* Task directions
Each line from the one containing "Locate the green" through the final line of the records is to be repeated exactly, with no additions.

* Excerpted records

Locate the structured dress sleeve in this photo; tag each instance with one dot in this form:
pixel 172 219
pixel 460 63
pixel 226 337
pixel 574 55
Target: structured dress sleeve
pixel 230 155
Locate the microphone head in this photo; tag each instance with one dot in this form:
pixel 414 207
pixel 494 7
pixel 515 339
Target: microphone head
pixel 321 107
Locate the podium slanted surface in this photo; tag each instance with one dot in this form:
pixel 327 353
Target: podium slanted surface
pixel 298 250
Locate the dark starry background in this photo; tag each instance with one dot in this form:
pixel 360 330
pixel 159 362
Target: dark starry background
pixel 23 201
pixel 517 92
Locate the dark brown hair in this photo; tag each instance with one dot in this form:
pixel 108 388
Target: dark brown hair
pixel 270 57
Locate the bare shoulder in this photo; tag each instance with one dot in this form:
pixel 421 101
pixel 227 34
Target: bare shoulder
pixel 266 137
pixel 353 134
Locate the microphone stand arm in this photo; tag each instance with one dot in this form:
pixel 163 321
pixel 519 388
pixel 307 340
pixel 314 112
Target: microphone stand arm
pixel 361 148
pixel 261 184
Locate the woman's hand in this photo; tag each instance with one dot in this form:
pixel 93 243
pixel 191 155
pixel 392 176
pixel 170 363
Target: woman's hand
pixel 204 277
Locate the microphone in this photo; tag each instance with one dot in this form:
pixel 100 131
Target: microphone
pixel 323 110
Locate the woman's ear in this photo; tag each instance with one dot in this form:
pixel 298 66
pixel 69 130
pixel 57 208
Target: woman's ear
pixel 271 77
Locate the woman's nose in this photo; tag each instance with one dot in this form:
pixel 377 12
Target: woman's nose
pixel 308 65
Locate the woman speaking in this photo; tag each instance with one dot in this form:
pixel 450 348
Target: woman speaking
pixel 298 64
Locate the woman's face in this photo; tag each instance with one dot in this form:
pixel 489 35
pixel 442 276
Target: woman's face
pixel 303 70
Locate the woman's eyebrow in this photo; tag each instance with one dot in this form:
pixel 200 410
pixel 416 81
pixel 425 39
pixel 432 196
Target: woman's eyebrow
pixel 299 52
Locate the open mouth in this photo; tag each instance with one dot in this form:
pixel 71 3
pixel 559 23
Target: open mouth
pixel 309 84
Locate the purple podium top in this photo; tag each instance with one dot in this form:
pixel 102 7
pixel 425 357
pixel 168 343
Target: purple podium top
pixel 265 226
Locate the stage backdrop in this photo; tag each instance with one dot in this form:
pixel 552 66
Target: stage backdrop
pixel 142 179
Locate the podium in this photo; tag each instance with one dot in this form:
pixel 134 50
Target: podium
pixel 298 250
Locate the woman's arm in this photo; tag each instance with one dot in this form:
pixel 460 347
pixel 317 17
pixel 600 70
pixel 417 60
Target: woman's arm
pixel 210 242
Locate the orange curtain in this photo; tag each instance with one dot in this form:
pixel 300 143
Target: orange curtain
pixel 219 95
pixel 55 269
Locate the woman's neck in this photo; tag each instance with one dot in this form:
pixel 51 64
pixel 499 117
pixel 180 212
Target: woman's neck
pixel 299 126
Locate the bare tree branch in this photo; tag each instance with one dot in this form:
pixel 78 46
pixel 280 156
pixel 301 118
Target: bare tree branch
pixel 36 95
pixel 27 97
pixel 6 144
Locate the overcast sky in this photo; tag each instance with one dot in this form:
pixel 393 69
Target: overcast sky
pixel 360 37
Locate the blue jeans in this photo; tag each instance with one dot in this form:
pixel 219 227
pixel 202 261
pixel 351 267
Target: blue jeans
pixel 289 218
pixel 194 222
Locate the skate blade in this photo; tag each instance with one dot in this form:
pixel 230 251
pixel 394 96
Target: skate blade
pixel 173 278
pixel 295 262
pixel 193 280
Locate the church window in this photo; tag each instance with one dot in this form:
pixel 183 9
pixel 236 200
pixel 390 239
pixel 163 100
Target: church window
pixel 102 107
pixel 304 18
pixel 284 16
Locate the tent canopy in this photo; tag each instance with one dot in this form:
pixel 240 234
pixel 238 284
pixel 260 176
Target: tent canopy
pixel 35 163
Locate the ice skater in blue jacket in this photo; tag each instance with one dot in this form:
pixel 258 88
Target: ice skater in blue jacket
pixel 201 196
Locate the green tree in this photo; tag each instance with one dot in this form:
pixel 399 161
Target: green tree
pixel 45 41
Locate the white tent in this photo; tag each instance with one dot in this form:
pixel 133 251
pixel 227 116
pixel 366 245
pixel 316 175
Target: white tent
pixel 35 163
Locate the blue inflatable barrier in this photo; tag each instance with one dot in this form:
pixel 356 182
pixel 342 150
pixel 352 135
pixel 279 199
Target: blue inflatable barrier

* Solution to the exercise
Locate the green tree in this photo; tag each instance with one dot in this form:
pixel 399 161
Target: green tree
pixel 45 41
Locate the white tent in this photo; tag each instance with one dot in this form:
pixel 133 251
pixel 227 116
pixel 366 245
pixel 316 175
Target: white tent
pixel 35 163
Locate the blue inflatable barrier in this photo; tag each instance with one dot in this form:
pixel 356 182
pixel 342 150
pixel 352 135
pixel 279 199
Target: blue inflatable barrier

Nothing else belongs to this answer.